Extracted records:
[Start]

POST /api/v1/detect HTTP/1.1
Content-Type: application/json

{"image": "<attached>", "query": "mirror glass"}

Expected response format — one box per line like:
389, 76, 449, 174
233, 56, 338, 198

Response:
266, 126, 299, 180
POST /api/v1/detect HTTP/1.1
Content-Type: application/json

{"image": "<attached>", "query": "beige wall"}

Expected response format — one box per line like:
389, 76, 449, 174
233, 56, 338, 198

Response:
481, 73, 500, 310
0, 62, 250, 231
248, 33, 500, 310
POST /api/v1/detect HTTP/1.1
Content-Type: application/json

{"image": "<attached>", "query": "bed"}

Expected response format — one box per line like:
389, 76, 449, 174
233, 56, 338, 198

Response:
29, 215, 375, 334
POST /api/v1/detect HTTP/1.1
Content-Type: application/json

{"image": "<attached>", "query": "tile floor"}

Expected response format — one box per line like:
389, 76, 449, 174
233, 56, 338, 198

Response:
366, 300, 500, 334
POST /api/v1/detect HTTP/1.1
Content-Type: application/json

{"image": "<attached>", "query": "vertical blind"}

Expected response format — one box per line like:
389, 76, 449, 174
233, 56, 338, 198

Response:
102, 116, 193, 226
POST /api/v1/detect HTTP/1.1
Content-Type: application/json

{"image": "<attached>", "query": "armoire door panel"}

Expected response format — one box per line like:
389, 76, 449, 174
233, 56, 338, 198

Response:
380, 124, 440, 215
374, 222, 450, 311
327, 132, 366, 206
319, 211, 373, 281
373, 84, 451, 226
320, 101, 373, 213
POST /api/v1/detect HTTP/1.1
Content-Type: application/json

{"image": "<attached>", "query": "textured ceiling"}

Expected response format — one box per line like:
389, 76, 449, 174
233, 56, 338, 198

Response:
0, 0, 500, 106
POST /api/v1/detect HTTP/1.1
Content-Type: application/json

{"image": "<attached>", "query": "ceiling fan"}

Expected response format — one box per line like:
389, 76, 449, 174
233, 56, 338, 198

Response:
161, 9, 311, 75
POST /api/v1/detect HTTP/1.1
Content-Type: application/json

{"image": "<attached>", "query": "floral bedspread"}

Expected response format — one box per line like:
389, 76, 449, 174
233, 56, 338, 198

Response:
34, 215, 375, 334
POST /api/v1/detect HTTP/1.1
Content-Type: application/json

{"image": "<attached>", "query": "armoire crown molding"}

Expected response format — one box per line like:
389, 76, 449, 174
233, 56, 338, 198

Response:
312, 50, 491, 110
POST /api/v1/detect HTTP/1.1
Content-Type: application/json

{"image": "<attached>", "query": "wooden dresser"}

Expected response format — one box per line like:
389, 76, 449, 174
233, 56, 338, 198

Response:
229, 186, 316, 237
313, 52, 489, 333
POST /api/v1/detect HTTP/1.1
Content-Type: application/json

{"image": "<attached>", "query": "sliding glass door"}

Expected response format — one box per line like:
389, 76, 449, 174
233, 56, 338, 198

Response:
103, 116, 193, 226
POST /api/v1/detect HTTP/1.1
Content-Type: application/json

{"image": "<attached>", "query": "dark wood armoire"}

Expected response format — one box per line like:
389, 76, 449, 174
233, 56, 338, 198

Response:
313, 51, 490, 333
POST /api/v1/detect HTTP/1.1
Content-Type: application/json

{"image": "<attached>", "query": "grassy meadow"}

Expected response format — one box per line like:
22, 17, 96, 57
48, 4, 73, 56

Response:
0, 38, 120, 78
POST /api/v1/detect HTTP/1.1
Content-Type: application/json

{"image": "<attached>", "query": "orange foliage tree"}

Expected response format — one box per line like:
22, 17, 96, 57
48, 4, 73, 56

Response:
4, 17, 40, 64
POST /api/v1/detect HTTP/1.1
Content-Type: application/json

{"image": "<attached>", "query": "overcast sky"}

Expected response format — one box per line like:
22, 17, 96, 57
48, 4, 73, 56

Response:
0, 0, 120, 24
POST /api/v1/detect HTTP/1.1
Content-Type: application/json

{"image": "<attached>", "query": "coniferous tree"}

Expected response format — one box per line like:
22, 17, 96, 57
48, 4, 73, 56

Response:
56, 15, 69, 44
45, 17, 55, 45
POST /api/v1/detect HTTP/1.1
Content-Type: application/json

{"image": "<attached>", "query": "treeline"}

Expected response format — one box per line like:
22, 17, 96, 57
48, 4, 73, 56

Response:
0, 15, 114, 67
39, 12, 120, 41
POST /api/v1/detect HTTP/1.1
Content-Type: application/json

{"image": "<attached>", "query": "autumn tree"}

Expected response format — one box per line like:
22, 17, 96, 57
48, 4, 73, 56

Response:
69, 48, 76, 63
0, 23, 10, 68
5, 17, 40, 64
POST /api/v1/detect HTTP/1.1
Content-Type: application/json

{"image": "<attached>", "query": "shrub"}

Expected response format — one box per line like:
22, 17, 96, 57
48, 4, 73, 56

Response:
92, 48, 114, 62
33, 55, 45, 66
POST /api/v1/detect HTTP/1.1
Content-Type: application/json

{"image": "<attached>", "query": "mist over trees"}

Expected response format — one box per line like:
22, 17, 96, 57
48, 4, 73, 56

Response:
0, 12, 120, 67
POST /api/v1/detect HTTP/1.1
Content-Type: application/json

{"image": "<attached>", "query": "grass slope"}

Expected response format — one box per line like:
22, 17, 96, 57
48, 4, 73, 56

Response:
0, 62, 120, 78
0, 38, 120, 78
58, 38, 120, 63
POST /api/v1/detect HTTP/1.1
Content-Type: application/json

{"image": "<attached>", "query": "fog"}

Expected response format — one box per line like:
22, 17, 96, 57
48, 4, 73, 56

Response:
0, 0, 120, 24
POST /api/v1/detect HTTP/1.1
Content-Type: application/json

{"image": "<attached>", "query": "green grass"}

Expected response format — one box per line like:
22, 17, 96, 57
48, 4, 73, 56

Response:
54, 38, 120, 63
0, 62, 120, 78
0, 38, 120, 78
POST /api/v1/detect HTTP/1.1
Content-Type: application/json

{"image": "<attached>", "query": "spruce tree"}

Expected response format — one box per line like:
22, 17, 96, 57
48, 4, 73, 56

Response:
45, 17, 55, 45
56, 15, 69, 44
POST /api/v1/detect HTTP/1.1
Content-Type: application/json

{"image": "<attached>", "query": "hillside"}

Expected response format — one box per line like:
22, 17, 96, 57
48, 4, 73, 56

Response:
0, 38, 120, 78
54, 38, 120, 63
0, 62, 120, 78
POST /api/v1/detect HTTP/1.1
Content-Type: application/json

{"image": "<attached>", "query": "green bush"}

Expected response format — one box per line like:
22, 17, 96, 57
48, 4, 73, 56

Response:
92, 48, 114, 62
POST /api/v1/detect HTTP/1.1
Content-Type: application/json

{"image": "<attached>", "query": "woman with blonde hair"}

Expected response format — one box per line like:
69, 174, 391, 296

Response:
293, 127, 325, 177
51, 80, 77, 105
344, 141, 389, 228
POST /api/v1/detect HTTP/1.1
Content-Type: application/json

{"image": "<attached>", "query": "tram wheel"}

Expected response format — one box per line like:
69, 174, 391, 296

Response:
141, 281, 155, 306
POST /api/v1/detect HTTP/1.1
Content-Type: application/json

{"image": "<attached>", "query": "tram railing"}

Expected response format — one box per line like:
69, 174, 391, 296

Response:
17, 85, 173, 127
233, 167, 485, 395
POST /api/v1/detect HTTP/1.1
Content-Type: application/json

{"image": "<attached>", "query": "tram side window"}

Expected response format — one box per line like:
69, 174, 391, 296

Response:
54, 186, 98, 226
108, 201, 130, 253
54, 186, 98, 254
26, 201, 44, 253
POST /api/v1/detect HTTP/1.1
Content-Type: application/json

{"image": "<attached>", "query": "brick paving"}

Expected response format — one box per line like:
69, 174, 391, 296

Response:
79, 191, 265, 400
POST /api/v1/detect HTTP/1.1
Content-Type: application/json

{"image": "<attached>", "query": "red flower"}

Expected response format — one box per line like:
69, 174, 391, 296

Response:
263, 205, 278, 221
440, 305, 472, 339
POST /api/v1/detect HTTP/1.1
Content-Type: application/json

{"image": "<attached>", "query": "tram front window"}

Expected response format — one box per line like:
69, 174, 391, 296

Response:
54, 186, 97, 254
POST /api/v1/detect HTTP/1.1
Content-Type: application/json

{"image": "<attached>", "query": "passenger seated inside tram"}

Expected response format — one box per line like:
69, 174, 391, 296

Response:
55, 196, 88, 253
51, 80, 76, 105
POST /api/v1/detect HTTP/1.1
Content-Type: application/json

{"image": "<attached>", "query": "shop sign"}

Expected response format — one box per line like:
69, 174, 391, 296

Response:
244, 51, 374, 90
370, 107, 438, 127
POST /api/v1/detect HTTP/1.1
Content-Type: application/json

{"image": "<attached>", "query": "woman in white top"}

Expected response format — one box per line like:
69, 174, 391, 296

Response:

[End]

* [INSTRUCTION]:
Can you reproduce the lines from the very first one through the line that contains "0, 0, 500, 106", including both of those lines?

* [EXERCISE ANSWER]:
POST /api/v1/detect HTTP/1.1
Content-Type: application/json

{"image": "<attached>", "query": "mirror glass"}

Expected response format — one box per line like:
389, 76, 449, 174
233, 56, 338, 198

Response:
266, 126, 299, 180
POST /api/v1/detect HTTP/1.1
Content-Type: application/json

{"image": "<attached>", "query": "beige wall"}

Expected response format — one box per line like:
389, 76, 449, 174
233, 56, 338, 198

Response:
481, 73, 500, 310
0, 62, 250, 231
248, 33, 500, 310
POST /api/v1/detect HTTP/1.1
Content-Type: application/json

{"image": "<attached>", "query": "bed"}

Expected response format — one box per line like:
389, 76, 449, 174
233, 56, 338, 198

Response:
29, 215, 375, 334
POST /api/v1/detect HTTP/1.1
Content-Type: application/json

{"image": "<attached>", "query": "tile floor"}

Expected response format — one box per line like:
389, 76, 449, 174
233, 56, 338, 198

Response:
366, 300, 500, 334
POST /api/v1/detect HTTP/1.1
Content-Type: application/json

{"image": "<attached>", "query": "vertical blind"}

Expected response format — one box per line like:
389, 76, 449, 174
233, 56, 338, 198

Response:
102, 116, 193, 226
POST /api/v1/detect HTTP/1.1
Content-Type: application/json

{"image": "<attached>", "query": "armoire door panel"}

Expected response format — one box per line like:
389, 76, 449, 174
233, 56, 338, 198

Response:
380, 124, 440, 215
374, 222, 450, 311
327, 132, 366, 206
319, 211, 373, 281
373, 84, 451, 226
320, 101, 373, 213
POST /api/v1/detect HTTP/1.1
Content-Type: application/json

{"image": "<attached>", "query": "textured ceiling"}

Expected response format — one box per line like:
389, 76, 449, 174
233, 56, 338, 198

Response:
0, 0, 500, 106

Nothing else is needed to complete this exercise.